- _Short exercise_: Copy every line of the entries below word for word, without changing anything.

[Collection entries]
——

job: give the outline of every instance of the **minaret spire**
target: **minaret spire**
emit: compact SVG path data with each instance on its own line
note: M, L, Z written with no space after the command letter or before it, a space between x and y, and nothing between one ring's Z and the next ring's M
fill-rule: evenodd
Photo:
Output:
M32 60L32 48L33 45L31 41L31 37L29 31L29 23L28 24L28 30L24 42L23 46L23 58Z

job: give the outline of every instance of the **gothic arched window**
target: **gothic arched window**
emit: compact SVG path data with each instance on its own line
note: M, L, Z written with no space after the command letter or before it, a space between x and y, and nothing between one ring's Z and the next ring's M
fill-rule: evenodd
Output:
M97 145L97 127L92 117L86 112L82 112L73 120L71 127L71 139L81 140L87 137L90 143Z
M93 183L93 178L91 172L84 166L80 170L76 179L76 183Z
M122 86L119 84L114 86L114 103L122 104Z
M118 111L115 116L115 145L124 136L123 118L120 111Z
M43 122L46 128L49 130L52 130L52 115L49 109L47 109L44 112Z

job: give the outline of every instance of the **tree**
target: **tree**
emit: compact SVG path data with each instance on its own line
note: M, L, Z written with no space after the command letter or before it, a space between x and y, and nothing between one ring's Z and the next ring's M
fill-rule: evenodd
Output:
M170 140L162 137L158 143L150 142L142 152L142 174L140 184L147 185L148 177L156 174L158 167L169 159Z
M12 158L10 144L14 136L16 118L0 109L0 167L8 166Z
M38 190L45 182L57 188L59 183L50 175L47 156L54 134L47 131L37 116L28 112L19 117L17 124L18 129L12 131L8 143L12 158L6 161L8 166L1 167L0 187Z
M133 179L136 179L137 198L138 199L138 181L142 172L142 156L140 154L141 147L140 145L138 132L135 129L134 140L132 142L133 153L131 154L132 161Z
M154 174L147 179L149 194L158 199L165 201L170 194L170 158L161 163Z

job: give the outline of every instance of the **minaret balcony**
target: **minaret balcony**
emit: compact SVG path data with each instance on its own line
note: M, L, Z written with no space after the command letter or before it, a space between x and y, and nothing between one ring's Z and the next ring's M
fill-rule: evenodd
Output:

——

- _The solution_:
job: give the outline of every instance of the **minaret spire**
target: **minaret spire**
emit: compact SVG path data with each instance on its own line
note: M, L, Z written with no space after the command letter or before it, a space between x and y, and nothing between one ring's Z and the next ring's M
fill-rule: evenodd
Photo:
Output:
M32 60L32 48L33 45L31 41L31 37L29 31L29 23L28 24L28 30L24 42L23 46L23 58Z

job: give the outline of every instance of the **gothic arched window**
target: **gothic arched window**
emit: compact SVG path data with each instance on its own line
note: M, L, Z written with no space after the command letter or before it, a space between x and y, and nothing between one ring's Z and the next ring's M
fill-rule: evenodd
Output:
M97 145L97 127L92 117L86 112L82 112L73 120L71 127L71 139L81 140L87 137L90 143Z
M93 183L93 178L91 172L84 166L80 170L76 179L76 183Z
M122 86L119 84L114 86L114 103L122 104Z
M118 111L115 116L115 145L124 136L123 118L120 111Z
M43 122L46 128L49 130L52 130L52 115L49 109L47 109L44 112Z

job: give the outline of every instance of the **tree**
target: **tree**
emit: compact SVG path data with each instance on its own line
note: M, L, Z written with no space after the command letter or before it, a space between x and y, and nothing between one ring's Z and the next ring's M
fill-rule: evenodd
Output:
M170 140L162 137L158 143L150 142L142 152L142 174L140 184L147 185L148 177L156 174L158 167L169 159Z
M12 158L10 144L14 136L16 118L0 109L0 167L8 166Z
M38 190L45 182L57 188L59 183L50 175L47 156L54 134L47 131L37 116L28 112L19 117L17 124L18 129L12 131L8 143L12 158L6 161L8 166L1 167L0 187Z
M133 179L136 179L137 198L138 199L138 181L142 172L142 156L140 154L141 147L140 145L138 132L135 129L134 140L132 142L133 153L131 154L132 161Z
M154 174L147 179L149 194L158 199L165 201L170 194L170 158L161 163Z

job: give the outline of every instance of the **minaret balcony**
target: **minaret balcony**
emit: compact SVG path data with each instance on its own line
note: M, L, Z written with no space after the command letter or before it, a space between x and y, and nothing between one ring's Z and the next ring's M
fill-rule: evenodd
Output:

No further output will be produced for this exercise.